▸ **Requirement**: Repeat the records below word for word and omit each image.

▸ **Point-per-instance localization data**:
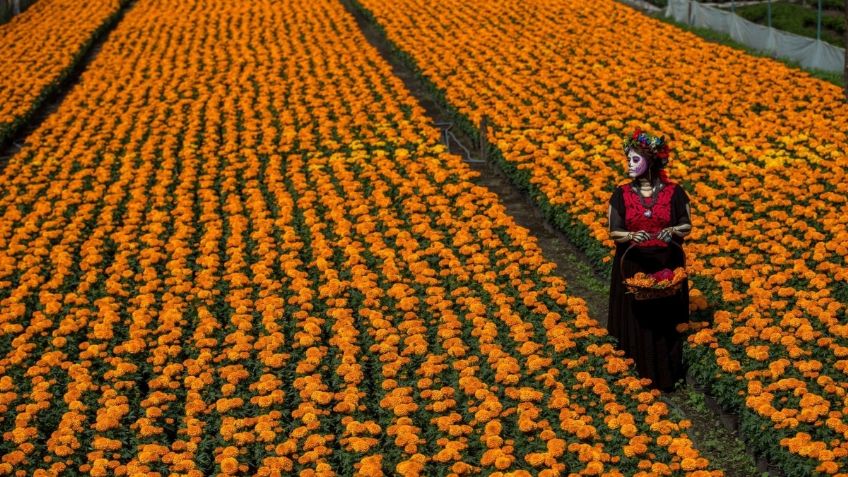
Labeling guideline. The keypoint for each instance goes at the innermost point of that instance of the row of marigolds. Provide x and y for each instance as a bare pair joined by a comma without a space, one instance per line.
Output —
760,147
237,248
40,47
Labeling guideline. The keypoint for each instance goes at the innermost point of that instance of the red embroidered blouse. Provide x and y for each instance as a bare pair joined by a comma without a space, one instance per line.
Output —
665,212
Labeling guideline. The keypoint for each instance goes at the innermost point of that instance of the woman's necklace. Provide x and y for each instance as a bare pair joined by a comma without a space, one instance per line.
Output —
648,212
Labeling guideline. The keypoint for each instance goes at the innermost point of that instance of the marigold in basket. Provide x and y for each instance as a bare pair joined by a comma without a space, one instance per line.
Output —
664,278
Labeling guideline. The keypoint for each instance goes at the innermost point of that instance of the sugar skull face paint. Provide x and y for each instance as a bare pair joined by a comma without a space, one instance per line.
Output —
636,164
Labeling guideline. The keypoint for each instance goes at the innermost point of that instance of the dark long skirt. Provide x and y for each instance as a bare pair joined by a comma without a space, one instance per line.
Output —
646,329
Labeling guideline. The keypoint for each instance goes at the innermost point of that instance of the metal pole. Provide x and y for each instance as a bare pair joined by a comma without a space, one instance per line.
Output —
769,13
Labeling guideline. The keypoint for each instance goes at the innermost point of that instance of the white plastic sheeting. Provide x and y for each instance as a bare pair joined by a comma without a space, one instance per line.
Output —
807,52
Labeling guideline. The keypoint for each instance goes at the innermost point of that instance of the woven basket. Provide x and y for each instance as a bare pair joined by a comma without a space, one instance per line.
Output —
649,293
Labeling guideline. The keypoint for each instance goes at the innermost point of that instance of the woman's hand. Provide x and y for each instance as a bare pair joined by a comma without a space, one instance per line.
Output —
639,236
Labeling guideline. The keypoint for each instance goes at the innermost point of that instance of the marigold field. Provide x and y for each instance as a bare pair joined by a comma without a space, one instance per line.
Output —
40,48
237,247
761,147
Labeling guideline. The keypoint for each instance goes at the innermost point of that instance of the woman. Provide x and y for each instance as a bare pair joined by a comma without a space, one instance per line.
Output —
648,213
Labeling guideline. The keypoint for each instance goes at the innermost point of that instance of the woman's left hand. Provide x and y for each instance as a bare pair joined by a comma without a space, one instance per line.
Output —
666,234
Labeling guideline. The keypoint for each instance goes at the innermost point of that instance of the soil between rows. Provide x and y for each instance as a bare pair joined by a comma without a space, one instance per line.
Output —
713,432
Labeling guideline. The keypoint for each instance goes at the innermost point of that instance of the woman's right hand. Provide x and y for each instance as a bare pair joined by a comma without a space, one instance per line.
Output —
640,236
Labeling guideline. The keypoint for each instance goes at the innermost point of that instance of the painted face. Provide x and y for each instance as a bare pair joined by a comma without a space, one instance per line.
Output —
636,164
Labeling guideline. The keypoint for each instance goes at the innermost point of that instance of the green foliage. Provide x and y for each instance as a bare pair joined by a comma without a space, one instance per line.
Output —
726,40
800,19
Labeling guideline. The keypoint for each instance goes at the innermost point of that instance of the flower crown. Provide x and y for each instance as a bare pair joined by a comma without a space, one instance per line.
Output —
656,146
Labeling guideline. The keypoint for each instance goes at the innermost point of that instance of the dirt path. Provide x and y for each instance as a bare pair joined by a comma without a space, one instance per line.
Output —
57,93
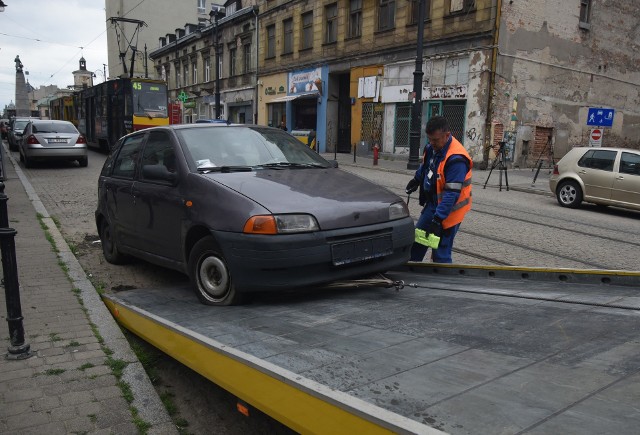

▸ **Solved problem**:
Labeling guideline. The keypoint for each instance goes at the innermost point of that instance of the row of marigolds. Provide x and y for each instance as a bare pair joined by a comma without a space, one instance per line.
Output —
760,147
237,248
40,47
Labeling guideline. The keypoint for each instance goes at the innermost point of that instance of the red embroidered blouse. Provide x and y for each instance as a bare pair joined by a comma without a space, one instance per line.
Output —
665,212
Labeling guideline. The keypoint for each instance goes at the innermost point of that instance of the woman's necklace. Provide x and y for each instance as a bare pair joined by a comma without a space, one instance per line.
Output —
648,212
Labeling guideline. The keypoint for each instance goes at the innermost point of that instance of the marigold in basket. Provide x and y for each instance as a bare pair joined by a comma without a space, one instance per line.
Output —
664,278
Labeling guideline. The keypoint for each instance goes at the innermost point of that instance of the sugar skull face paint. Provide x and y for each instance as a bare pair joined by a comma without a space, one instance per line.
Output —
636,164
Labeling guideline. The keypoint for each instance goes at the innermost point of that instance of the dark long skirt. Provide x and y for each instance as a bare pair joined by a comma without a space, one instance per line.
Output —
646,329
Labeling guideline. The keypoint for each instance goes at the innermost point of that instance of the metal pole. Provide x and y for each instance as a bare pair joined by a comma without a space, one instance per line.
Output —
769,13
Labeling guideline. The keypoint for each instance goes at the innermost point of that instance of the white plastic sheeting. Provide x and y for each instance as a bare pair joined by a comma without a space, one instance per line.
Output —
807,52
Labeling guideline. The keypoint for each instance goes at the innermost point of that instance of the woven basket. Provide x and y for each instance as a bare pair joined by a comma without a space, one instance per line.
Output —
649,293
Labeling guideline. The keypoint for each instance goes at the innermost point of that instance of the woman's hand. Provide x and y for each instance as a bare pair joined by a comma without a space, one instance per line.
Output —
639,236
Labeling guideline. The keypoint for each instance goes at the innermost point of that instance of the marigold field. Provide x and y for each instance as a bare pair joined by a comma without a space, one instance per line.
Output —
40,48
237,247
761,147
Labeling guideline. The keypoint for each instance goes at the innermost point of that instance of the woman. Provide x and y for each instance as a bare pair joined by a comma without a space, one instance per line.
Output —
648,213
Labeling guideline. The keypoint for each instance goes at the innermost point of that instance of the woman's left hand. Provide x and y for each instance as a bare pair joined by a comma without a space, one instance per line.
Output —
666,234
Labeling guideline. The keypoint for each instance goes at the innermost point of that instance of the soil between rows. Provide x and y for each instance as a bare pair joined by a comma without a space, one instance per line.
Output —
713,432
Labeling guideline. The keypoint for each instance goes at the innermost point of that instance of the woman's right hand. Provide x and y for each instance as a bare pair joined by a comma without a space, one instance per line.
Output —
640,236
Labeling guideline. The keypoint for each instance goes at the innermost point of that instance of the painted face. Provide x and y for each instance as a bare pair joined by a comma without a space, one instance per line.
Output —
636,164
Labeling guideline. The keypoint for each instance goes at the innermost point of that instance of the green foliage. Provide x and y for each instance as a bare pair joined by a comma without a space, one instance per line.
Output —
726,40
800,19
Labeling guideline. The keypoint for each instance goes at the innermost point of that instance of the flower crown. Provide x and y for each instance as a bare pair joined by a comma without a space, one instance per line.
Output —
656,146
Labeling guideline. The keypoint for each instance goes at the innermost point of that instance of the dirt path. Provide x and y for each instance as a bare pair joined by a comma without a space, one instance per line.
Output —
57,93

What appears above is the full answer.